+++ Information supplied +++

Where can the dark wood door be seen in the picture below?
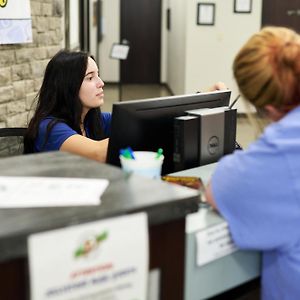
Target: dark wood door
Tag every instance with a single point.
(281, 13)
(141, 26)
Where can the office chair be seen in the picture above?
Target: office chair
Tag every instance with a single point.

+++
+++ Information supplied +++

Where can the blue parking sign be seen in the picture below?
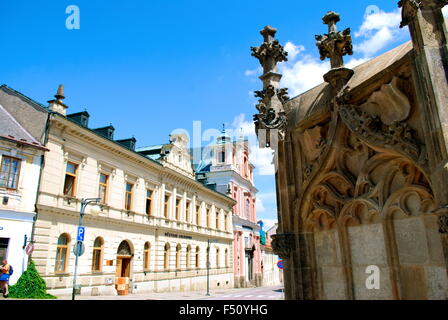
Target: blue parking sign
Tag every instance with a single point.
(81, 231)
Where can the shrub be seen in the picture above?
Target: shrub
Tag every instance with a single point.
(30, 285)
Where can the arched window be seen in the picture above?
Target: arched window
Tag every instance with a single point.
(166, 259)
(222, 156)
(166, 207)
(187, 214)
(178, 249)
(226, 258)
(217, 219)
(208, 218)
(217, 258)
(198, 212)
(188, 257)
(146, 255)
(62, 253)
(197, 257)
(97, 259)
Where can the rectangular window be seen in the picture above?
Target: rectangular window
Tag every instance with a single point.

+++
+++ Information supplied +++

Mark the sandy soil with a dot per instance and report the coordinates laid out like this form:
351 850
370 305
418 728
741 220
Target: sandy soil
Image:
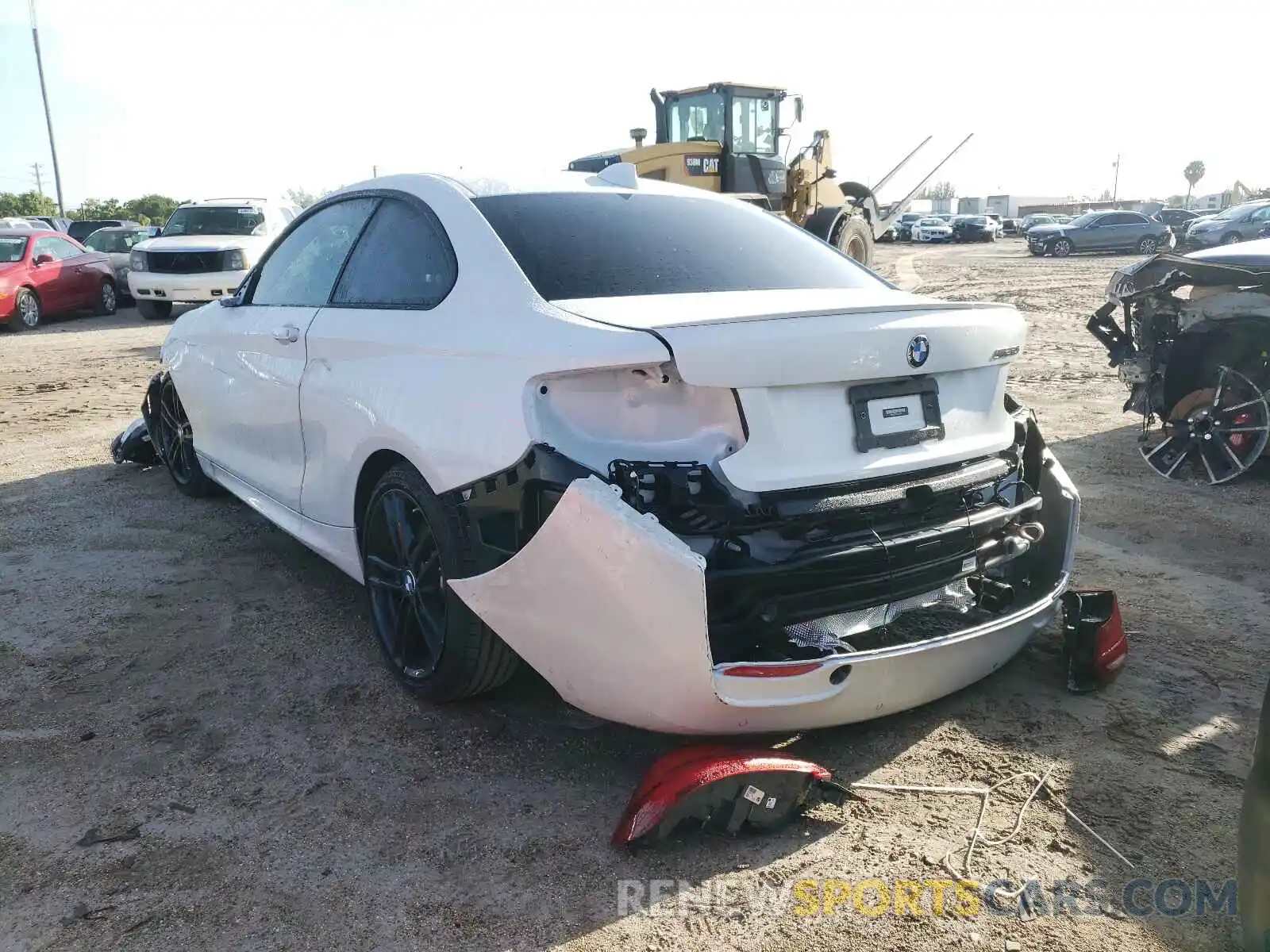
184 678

+++

To do » Look through the entries above and find each line where the word "dark" occurs; copy those lines.

Task solution »
Where can the dark wood door be seen in the picture below?
Target: dark wood door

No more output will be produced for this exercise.